**Requirement 1**
Copy the passage on designing research questions from "Write two to" up to and including "contaminates everything downstream.".
**Requirement 2**
Answer these questions about the passage on designing research questions:
(a) How much longer than needed are most question guides, according to the passage?
(b) How many explicit hypotheses should be written?
(c) Below what level is churn said to be in the example hypothesis?

**Page extract**
'''

The failure mode is almost always the same. Teams design questions for coverage instead of decisions. They want to "understand the market" or "get a sense of competitive dynamics." These goals are fine as starting points. They fall apart as endpoints. They produce transcripts that read well but never answer the question that matters: should we change our position?
Research breaks when there is no explicit link between what gets asked and what would be done differently if the answer surprised everyone.
Most question guides are 50% longer than they need to be. Analysts include questions because they feel relevant or interesting, not because the answers would change anything. The result is calls that generate colour without conviction, transcripts that sit in folders without informing models, and research budgets that deliver coverage reports instead of investment edge.
The fix requires going upstream. Working backward from decisions rather than forward from topics. Every question earns its place by moving a variable that matters. If no one can articulate how a surprising answer would change sizing or direction, the question does not belong in the guide.
"Coverage questions produce transcripts. Thesis questions produce conviction."
Start at the source
Every question earns its place by moving a decision. Start from the investment memo. Work backward to the source.
Define the decision first. What variable needs to move? Size up, hold, or exit? 20% IRR or pass? If the decision cannot be articulated in a single sentence, the team has not yet reached the source. Most research plans skip this step entirely. They begin with a topic and hope that talking to enough people will produce clarity. That approach works occasionally. It fails expensively more often.
Write two to three explicit hypotheses. Churn is structurally below 5%. Price increases will stick. The new competitor is taking 10 to 15% of mid-market share. These are not hunches. These are testable claims that the thesis depends on. Writing them down forces precision. Vague hypotheses produce vague questions. Vague questions produce vague answers. Pollution at the source contaminates everything downstream.

'''

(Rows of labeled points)
'''

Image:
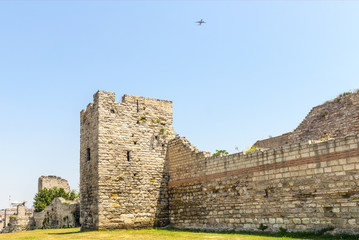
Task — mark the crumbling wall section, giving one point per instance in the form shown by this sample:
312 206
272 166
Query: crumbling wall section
53 181
60 213
297 187
333 119
20 221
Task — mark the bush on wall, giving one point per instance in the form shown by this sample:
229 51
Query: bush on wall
45 196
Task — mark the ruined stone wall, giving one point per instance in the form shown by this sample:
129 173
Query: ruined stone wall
53 181
297 187
20 221
89 164
124 182
60 213
333 119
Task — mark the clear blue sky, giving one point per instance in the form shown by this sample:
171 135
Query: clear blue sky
254 69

'''

**Solution 1**
Write two to three explicit hypotheses. Churn is structurally below 5%. Price increases will stick. The new competitor is taking 10 to 15% of mid-market share. These are not hunches. These are testable claims that the thesis depends on. Writing them down forces precision. Vague hypotheses produce vague questions. Vague questions produce vague answers. Pollution at the source contaminates everything downstream.

**Solution 2**
(a) 50% longer.
(b) Two to three.
(c) Below 5%.